▶

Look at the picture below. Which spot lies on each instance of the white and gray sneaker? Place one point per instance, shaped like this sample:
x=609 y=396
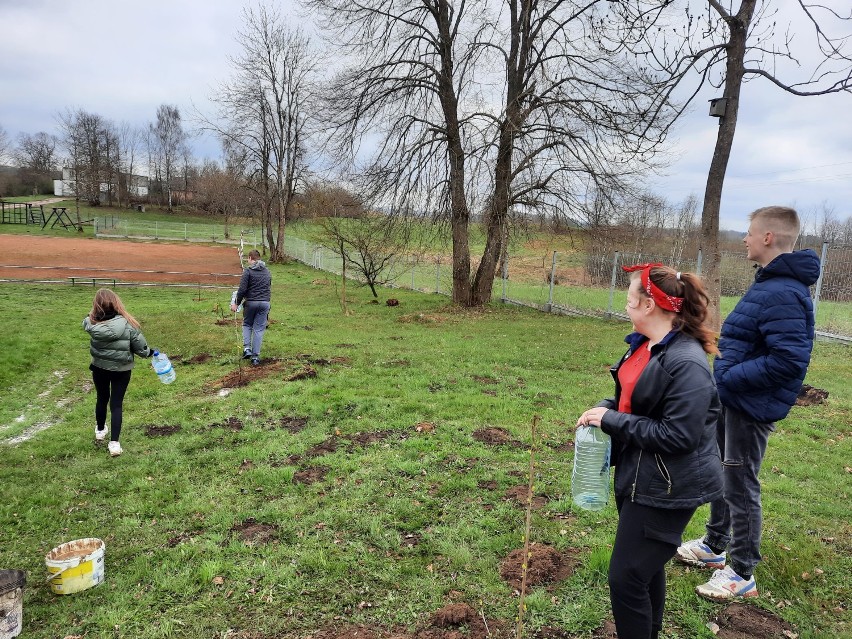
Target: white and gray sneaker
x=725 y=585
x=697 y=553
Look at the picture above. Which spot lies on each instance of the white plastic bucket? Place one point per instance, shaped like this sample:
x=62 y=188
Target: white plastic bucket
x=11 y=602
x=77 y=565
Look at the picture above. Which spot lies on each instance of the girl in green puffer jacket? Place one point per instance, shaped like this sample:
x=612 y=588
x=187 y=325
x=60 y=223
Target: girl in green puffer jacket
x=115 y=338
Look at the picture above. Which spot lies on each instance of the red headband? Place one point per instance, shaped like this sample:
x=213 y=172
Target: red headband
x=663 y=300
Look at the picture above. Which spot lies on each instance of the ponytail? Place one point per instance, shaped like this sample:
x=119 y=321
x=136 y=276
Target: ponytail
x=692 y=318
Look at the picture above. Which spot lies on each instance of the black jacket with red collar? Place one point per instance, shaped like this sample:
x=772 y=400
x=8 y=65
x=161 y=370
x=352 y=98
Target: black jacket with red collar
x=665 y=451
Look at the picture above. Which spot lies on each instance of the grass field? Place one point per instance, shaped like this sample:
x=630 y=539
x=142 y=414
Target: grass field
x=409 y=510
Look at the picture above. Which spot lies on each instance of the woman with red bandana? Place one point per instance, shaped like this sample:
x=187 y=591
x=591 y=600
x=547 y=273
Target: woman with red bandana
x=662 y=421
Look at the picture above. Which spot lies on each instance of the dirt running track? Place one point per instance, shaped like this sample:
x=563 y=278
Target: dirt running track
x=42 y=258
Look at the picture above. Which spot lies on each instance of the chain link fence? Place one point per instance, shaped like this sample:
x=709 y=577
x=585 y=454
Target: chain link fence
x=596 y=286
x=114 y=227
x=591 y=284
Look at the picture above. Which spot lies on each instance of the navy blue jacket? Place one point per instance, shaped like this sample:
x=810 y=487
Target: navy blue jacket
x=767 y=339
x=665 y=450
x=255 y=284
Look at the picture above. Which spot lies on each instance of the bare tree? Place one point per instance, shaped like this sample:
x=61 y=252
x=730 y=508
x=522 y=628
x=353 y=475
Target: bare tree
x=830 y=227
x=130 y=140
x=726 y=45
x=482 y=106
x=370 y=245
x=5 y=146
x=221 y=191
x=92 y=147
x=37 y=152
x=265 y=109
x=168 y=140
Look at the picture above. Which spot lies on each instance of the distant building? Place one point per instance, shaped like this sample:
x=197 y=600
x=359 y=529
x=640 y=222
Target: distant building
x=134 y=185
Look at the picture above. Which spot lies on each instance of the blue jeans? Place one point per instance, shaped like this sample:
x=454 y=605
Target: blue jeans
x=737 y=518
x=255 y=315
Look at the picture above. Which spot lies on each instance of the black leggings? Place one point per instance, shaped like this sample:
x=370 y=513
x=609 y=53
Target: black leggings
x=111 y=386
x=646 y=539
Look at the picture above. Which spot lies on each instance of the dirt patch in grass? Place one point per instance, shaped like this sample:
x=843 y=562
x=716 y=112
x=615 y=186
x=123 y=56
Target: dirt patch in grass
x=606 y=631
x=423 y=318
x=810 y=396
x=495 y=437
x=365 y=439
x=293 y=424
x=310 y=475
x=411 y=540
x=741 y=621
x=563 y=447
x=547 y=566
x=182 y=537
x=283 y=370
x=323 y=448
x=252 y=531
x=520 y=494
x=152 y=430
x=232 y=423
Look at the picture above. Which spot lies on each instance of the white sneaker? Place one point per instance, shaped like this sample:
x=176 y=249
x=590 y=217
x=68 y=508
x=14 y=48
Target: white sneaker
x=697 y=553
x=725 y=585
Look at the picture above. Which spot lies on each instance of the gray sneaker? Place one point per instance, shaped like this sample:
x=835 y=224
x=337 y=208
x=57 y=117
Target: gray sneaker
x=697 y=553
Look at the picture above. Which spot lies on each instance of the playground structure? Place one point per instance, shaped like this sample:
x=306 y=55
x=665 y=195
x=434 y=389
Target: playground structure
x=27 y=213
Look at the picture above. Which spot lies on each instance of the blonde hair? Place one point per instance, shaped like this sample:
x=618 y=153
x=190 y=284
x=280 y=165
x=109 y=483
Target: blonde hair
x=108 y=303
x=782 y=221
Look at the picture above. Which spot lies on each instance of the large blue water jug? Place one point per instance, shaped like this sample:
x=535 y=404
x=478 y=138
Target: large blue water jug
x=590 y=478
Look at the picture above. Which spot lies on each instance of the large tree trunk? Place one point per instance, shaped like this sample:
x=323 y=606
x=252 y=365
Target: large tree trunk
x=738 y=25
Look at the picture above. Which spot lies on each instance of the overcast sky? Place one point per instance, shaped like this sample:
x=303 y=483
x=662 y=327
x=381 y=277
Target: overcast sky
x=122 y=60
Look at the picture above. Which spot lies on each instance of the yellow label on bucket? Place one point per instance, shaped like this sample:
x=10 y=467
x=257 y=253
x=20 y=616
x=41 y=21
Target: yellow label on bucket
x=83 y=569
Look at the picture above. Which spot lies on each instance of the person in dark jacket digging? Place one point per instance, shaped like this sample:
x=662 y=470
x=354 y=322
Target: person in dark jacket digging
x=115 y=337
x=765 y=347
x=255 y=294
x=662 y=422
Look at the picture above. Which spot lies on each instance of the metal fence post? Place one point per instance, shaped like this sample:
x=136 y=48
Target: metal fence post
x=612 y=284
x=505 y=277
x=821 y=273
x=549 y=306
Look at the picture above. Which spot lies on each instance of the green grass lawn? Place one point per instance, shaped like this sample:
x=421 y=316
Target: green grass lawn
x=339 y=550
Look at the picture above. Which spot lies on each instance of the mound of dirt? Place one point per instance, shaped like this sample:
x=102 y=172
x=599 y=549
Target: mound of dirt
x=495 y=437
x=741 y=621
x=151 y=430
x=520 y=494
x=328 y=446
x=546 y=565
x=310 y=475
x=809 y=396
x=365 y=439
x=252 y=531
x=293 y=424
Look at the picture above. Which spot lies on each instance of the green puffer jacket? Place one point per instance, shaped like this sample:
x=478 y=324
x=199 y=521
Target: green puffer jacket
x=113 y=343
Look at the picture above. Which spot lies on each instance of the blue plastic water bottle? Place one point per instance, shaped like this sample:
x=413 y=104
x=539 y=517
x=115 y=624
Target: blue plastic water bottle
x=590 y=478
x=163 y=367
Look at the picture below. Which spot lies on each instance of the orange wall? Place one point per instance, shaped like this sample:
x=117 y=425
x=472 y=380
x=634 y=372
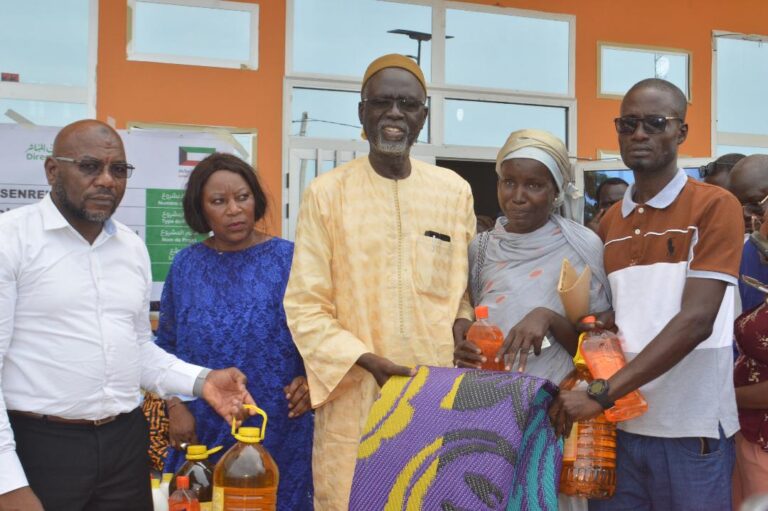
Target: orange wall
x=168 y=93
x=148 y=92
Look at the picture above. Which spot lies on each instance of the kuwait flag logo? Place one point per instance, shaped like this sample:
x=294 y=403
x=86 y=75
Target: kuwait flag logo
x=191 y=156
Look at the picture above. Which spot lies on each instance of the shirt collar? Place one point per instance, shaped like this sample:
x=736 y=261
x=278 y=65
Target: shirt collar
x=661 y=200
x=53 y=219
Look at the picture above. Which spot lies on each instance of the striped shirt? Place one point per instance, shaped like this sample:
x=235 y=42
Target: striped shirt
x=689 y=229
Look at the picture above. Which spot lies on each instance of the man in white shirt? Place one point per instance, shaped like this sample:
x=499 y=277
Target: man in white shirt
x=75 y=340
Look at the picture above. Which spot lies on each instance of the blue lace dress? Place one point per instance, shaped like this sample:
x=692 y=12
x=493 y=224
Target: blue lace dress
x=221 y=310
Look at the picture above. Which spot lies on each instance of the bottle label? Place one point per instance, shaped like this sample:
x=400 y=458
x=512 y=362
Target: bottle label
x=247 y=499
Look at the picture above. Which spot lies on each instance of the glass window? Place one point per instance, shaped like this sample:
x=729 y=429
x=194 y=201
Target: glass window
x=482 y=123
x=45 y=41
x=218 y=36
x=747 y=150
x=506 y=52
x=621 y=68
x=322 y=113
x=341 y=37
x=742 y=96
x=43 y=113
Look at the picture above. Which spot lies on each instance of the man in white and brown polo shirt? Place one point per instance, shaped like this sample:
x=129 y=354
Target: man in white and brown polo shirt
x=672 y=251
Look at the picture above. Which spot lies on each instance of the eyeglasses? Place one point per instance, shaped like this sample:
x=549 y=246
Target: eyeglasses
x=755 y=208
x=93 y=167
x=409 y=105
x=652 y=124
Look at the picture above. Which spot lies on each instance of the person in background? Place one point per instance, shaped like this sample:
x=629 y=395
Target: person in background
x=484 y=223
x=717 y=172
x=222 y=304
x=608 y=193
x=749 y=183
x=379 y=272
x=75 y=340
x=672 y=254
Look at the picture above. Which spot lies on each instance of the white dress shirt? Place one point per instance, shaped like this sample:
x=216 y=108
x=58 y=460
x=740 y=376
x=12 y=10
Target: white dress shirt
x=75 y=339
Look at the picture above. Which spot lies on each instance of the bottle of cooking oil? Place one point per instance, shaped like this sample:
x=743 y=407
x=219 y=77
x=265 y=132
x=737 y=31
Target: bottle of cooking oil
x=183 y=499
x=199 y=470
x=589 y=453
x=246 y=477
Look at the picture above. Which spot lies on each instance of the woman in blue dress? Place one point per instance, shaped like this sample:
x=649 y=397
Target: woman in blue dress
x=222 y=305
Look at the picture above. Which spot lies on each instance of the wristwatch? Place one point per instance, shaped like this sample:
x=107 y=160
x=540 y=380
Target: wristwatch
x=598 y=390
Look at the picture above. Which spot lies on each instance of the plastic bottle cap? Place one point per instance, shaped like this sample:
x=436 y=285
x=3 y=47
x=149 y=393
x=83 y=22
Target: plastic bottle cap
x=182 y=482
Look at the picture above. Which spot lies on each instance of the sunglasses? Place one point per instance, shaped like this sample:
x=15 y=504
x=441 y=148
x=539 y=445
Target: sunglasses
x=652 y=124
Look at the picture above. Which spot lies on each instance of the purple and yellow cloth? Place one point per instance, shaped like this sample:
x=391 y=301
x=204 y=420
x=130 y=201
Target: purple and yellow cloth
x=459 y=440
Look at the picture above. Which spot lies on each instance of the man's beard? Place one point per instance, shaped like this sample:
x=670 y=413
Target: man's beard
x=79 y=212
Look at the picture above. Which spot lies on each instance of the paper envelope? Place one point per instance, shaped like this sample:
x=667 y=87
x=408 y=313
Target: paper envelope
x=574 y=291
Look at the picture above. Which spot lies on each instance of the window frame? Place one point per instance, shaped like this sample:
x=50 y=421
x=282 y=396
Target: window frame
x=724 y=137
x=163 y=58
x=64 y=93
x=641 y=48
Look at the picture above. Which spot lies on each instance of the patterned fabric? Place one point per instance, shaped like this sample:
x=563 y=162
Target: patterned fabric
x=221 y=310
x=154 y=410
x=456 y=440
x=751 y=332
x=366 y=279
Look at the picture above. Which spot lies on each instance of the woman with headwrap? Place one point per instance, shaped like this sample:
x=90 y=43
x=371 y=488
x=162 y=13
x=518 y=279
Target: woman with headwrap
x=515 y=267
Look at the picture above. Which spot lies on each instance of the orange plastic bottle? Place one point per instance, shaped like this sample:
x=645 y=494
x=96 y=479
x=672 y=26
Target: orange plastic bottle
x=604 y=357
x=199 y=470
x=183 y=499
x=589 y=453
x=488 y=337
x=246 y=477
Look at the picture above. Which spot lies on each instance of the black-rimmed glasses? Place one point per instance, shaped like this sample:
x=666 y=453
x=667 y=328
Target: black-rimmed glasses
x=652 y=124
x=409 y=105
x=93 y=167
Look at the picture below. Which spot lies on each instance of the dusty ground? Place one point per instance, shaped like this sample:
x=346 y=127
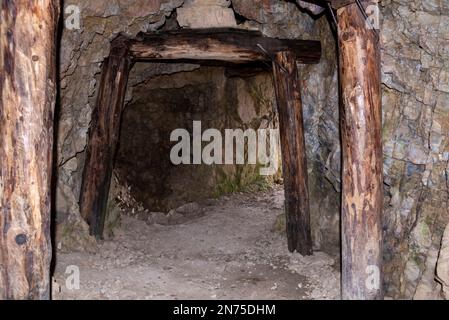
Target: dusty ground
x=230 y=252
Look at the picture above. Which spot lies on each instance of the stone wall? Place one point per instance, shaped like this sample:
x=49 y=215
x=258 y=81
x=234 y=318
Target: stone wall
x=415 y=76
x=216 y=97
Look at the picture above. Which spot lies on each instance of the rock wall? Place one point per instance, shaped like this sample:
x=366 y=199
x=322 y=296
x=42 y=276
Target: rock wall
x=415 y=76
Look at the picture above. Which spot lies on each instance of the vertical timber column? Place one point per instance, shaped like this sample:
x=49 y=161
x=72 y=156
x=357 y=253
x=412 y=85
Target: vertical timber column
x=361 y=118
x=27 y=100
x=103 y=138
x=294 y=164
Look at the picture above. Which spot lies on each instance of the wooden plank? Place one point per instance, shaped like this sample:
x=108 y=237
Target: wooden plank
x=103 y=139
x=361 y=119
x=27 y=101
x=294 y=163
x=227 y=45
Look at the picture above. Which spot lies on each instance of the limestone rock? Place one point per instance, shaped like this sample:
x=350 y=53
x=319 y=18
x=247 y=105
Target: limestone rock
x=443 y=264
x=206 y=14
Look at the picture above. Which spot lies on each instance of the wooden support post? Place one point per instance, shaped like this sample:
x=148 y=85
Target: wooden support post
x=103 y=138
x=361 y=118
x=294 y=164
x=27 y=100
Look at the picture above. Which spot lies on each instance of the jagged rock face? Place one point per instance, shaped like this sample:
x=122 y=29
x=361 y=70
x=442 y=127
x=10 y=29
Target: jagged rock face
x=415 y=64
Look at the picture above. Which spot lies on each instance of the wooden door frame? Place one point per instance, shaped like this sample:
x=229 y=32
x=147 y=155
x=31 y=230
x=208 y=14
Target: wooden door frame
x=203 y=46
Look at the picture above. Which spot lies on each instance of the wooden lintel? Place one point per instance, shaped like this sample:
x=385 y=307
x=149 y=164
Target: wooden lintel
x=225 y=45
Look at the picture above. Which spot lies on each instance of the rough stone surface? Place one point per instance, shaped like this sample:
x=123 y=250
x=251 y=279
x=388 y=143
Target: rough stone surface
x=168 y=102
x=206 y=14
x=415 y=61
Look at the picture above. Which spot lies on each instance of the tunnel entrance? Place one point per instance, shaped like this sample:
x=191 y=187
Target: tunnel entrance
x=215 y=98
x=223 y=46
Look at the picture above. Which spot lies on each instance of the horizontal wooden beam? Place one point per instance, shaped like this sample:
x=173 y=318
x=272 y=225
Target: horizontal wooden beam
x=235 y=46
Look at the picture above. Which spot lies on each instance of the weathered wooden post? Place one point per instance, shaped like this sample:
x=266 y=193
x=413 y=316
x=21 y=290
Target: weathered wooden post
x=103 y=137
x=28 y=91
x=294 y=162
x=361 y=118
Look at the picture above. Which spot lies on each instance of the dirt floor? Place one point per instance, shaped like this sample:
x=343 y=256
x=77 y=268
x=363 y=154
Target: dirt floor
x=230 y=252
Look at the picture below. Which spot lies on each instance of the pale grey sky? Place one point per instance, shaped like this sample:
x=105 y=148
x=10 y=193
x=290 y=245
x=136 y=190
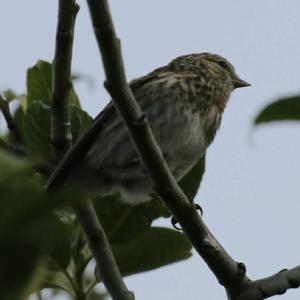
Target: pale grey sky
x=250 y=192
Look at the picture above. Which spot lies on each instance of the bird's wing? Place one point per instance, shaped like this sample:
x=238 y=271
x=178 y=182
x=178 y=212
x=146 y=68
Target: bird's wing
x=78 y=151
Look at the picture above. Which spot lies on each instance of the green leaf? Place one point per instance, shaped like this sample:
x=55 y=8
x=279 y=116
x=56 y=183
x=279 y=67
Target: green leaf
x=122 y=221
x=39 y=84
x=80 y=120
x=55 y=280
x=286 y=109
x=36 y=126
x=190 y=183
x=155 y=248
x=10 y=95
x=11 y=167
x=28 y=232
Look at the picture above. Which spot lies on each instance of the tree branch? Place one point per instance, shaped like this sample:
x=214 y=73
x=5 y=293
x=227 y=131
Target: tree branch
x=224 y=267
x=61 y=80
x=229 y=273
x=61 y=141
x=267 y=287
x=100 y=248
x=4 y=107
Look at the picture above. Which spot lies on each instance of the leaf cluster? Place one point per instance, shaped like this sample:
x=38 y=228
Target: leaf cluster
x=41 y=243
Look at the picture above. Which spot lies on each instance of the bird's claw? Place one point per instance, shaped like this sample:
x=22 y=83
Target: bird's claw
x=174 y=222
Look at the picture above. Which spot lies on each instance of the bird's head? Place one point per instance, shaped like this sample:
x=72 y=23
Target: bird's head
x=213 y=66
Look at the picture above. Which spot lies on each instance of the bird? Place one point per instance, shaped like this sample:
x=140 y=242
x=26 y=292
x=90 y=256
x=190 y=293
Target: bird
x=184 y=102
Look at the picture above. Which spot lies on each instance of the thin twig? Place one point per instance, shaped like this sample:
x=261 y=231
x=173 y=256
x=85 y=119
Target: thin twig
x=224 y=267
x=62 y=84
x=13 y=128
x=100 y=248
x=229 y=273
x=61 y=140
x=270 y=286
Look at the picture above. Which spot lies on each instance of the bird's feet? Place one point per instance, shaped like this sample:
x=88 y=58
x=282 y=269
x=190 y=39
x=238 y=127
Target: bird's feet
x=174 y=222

◀

**YOUR GOAL**
Can you reproduce, word for word, the entries from the line with "of the bare" up to and including the line with "x=646 y=539"?

**WRITTEN SOLUTION**
Look at the picture above. Which spot lies on each instance of the bare tree? Place one point per instance, shaped like this sample:
x=61 y=252
x=730 y=508
x=522 y=628
x=353 y=475
Target: bare tree
x=830 y=227
x=130 y=140
x=726 y=45
x=482 y=106
x=370 y=245
x=5 y=146
x=221 y=191
x=92 y=147
x=37 y=152
x=265 y=109
x=168 y=140
Look at the picture above. Which spot lies on each instance of the distant building? Place one point per instance, shaped like this sample:
x=197 y=600
x=359 y=529
x=640 y=222
Target: distant building
x=134 y=185
Look at the picture above. Which spot lies on each instance of the blue jeans? Place one point per instance, shaped like this sample:
x=454 y=605
Target: blue jeans
x=737 y=518
x=255 y=315
Look at the picture above. Which spot lies on each instance of the black leggings? Place one point per instance, shaped like this sample:
x=370 y=513
x=609 y=53
Target: black leggings
x=111 y=386
x=646 y=539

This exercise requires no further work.